### Task A
Reproduce everything in the Tcl SECS Notation page from "The following types" down to "type of data.".
### Task B
Carry on the text on Tcl SECS Notation from the point where it ends.

====== Document ======

TSN - Tcl SECS Notation


Tcl SECS Notation (TSN) is a text-based representation of Semiconductor Equipment Communication Standard-II (SECS-II) binary messages. The notation is similar to the representations of SECS-II messages found in SEMI Standards except the list formatting conventions of the Tcl programming language are followed. TSN is well-suited for use in Tcl applications since the usual text and manipulation features of the Tcl language are efficiently applied. In contrast to other software tools that have been popular, there is no compilation of TSN message libraries prior to use; the Tcl SECS software uses TSN messages directly.

Using TSN, a SECS-II data item is represented as a space delimited list. The first element in the list is a Type Code which indicates the type of data item. An example Type Code is "U2" which indicates two-byte, unsigned integers. The second element, and additional elements in a data item list, specify values of the indicated type.

For example, the list:

{U2 34 56}

specifies an array of two-byte unsigned integers consisting of the values 34 and 56.

The example list:

{B 0}

specifies a single, one-byte binary code of 0.

The example:

{A "this is a string"}

represents a sequence of ASCII character data consisting of the characters inside of the quotation marks.

The following types of SECS-II data items are supported. With each type, a Type Code and description are given. The Type Code specifies the binary representation that is passed "over-the-wire" when the TSN message is used for communication. Also, the numeric code that SEMI Standards use to refer to the type is given. In general, a developer must carefully insure that the type of data item passed in a message corresponds exactly to type of item expected by the receiver. The TSN Type Code is not case sensitive; either alphabetic case may be used to represent a type of data.

List. A list item specifies an ordered set of items. The items included in a list may be of any type, including lists. In fact, it is common to have nesting of lists to three or four levels.

ASCII text (SEMI "20"). The A Type Code specifies a sequence of ASCII text characters commonly called a string. Strings are specified by delineating them with double quotes or braces. Tcl allows you to specify non-printable characters by using escape character sequences, see the manpage Tcl. For example, the string "test\x0a" has an embedded newline character.

Binary (SEMI "10"). The B Type Code specifies a one byte binary code. In TSN, B data values can be specified using integers from 0 through 255.

F4 and F8
Floating point (SEMI "44" and "40"). The F4 and F8 Type Codes are used to specify 4 byte and 8 byte IEEE floating point values. The TSN conversion routines do not allow values outside the range of numbers that have normalized representations. For F4, the range of absolute values is >= 1.1754943508222875e-38 and <= 3.4028234663852886e+38. For F8, the range of absolute values is >= 2.2250738585072014e-308 and <= 1.7976931348623158e+308. Compiler runtime libraries on some platforms slightly diminish the obtainable range.

====== Records supplied ======

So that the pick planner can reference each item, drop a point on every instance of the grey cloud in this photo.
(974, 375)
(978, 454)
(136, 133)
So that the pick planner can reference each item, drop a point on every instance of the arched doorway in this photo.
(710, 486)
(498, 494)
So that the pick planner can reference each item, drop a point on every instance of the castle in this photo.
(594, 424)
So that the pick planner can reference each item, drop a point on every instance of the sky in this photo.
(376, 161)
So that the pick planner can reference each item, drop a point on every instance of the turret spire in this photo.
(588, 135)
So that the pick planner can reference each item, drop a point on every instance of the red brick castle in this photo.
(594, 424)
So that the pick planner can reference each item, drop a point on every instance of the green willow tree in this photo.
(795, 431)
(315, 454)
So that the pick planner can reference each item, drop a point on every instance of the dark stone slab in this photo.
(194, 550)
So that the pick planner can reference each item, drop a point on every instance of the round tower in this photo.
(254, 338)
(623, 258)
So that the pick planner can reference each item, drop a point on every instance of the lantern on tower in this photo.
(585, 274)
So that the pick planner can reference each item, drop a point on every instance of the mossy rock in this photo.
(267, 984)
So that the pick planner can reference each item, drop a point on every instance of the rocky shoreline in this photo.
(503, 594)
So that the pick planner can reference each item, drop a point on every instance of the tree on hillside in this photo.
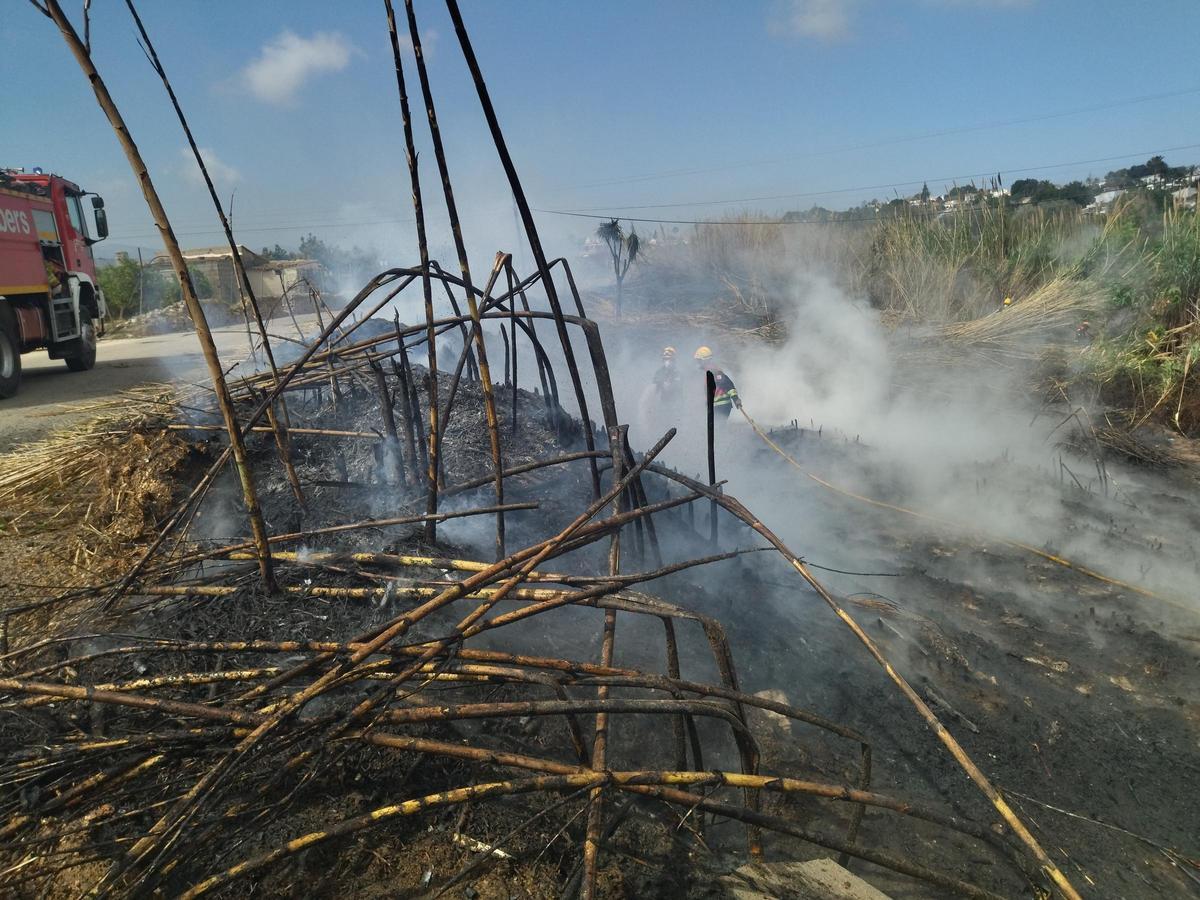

======

### Expected answer A
The following types of SECS-II data items are supported. With each type, a Type Code and description are given. The Type Code specifies the binary representation that is passed "over-the-wire" when the TSN message is used for communication. Also, the numeric code that SEMI Standards use to refer to the type is given. In general, a developer must carefully insure that the type of data item passed in a message corresponds exactly to type of item expected by the receiver. The TSN Type Code is not case sensitive; either alphabetic case may be used to represent a type of data.

### Expected answer B
I1, I2, I4, and I8
Signed integers (SEMI "31", "32", "34", and "30"). The I1, I2, I4, and I8 Type Codes are used to specify 1-byte, 2-byte, 4-byte, and 8-byte signed integers. The possible range for each type is:
Type Code   Range
I1 (-128, 127)
I2 (-32768, 32767)
I4 (-2147483648, 2147483647)
I8 (-9223372036854775808, 9223372036854775807)

For the specification of integer values, a leading 0x may be used to indicate hexadecimal notation. Similarly a leading 0 is used to indicate octal notation. 

Boolean (SEMI "11"). The TF Type Code specifies a one byte boolean data type. In TSN notation, True is represented by 1, T, Y, True, or Yes, in either alphabetic case or in mixed case. Similarly, False is represented by 0, F, N, False, or No in any case. TSN messages that are generated by the SECS software will always output 1 for True and 0 for False. You may also use the Type Code BOOLEAN or BL to specify this data type. System formatted TSN will always use the TF code.

U1, U2, U4, and U8
Unsigned integers (SEMI "51", "52", "54", and "50"). The U1, U2, U4, and U8 Type Codes are used to specify 1-byte, 2-byte, 4-byte, and 8-byte unsigned integers. The possible range for each type is:
Type Code   Range
U1 (0, 255)
U2 (0, 65535)
U4 (0, 4294967295)
U8 (0, 18446744073709551615)


Variant data (SEMI "22") also known as Localized Character Strings. With this item type, the standard provides for the following encoding values:

V Type Code encoding
V0 none - cannot be used
V1 Unicode 2.0
V2 UTF-8
V3 ASCII 7-bit
V4 ISO 8859-1 (ISO Latin-1, Western Euroupe)
V5 ISO 8859-11 (Thai, * not installed)
V6 TIS 620 (Thai)
V7 IS 13194 (* not installed)
V8 Shift JIS (Japanese)
V9 EUC-JP (Japanese)
VA EUC-KR (Korean)
VB gb1988 (Simplified Chinese)
VC EUC-CN (Simplified Chinese)
VD Big5 (Traditional Chinese)
VE EUC-TW (* not installed))
VF - V7FFF reserved
V8000 - VFFFF user defined

Internal to the Tcl software and in DMH messages, string values are represented as UTF-8 data on all platforms. These strings are converted as needed to different encodings when being displayed, or when sent in SECS messages. Tcl also understands the use of imbedded Unicode characters, and converts these to UTF-8 byte sequences as they are encountered. Source code files or data files which use non-default encodings are useable in Tcl, see the encoding command. The V<code> Type Codes in the table above are used with a single Tcl string argument which is converted to the specified encoding during conversion to SECS data.

gemhost put S65F65 {V1 {hello world sent as Unicode}}

#set le_question "Ou est le caf\u00e9;, Fran\u00e7ois?"
set le_question "Ou est le café, François?"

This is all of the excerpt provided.